===== Excerpted data =====

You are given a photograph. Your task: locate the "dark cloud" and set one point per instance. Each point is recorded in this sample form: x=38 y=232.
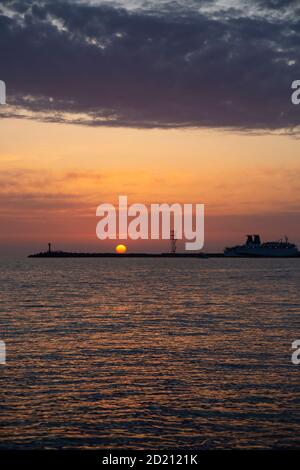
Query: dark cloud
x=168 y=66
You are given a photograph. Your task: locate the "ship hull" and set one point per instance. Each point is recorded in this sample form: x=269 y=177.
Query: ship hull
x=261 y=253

=====
===== Excerpted data =====

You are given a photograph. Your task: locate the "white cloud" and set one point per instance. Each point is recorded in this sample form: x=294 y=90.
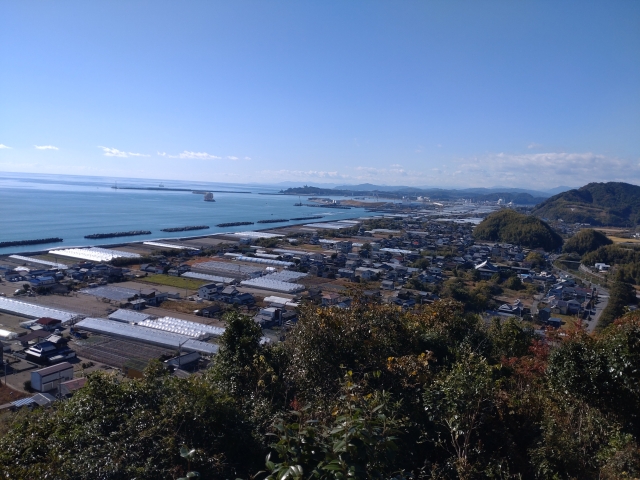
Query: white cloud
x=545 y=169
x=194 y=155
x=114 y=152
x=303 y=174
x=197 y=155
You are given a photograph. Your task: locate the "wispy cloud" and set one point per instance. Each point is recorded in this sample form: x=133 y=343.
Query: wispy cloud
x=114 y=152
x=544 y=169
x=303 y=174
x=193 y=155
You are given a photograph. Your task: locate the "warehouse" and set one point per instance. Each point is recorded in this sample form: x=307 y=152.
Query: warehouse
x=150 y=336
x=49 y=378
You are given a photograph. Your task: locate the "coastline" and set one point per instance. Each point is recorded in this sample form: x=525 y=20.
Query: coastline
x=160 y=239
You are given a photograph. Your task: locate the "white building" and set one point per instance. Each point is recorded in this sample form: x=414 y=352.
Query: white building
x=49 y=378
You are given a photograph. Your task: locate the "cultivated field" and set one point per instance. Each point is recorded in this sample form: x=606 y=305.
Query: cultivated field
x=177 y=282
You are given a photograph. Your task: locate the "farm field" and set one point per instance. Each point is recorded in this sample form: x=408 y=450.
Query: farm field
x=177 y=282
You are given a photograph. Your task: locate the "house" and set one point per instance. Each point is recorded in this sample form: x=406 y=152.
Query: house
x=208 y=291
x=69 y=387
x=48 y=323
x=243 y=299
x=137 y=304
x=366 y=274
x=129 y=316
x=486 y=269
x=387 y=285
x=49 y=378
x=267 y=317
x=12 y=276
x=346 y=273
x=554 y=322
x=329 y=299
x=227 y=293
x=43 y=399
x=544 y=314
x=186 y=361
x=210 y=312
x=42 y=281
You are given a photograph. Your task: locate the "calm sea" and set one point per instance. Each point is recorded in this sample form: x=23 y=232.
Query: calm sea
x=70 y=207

=====
===== Excerpted data =====

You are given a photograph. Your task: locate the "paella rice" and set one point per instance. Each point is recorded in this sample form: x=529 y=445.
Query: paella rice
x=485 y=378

=====

**Problem to work on**
The expected output is exactly the lines of the listing above between the line holding "form: x=525 y=20." and the line holding "form: x=606 y=305.", inclusive.

**Exercise output**
You are given a photograph. Your task: locate the "coastline" and set one point per instance. Each point is recorded in this sample form: x=525 y=20.
Query: coastline
x=160 y=239
You are given a photograph. Your task: locate the "white building" and set one point per instance. Each point is recorded in this sample form: x=414 y=352.
Query: white building
x=49 y=378
You are given a photograph. Your task: locate the "cultivated field" and set one point per instance. Each point is recorded in this sample form: x=606 y=305.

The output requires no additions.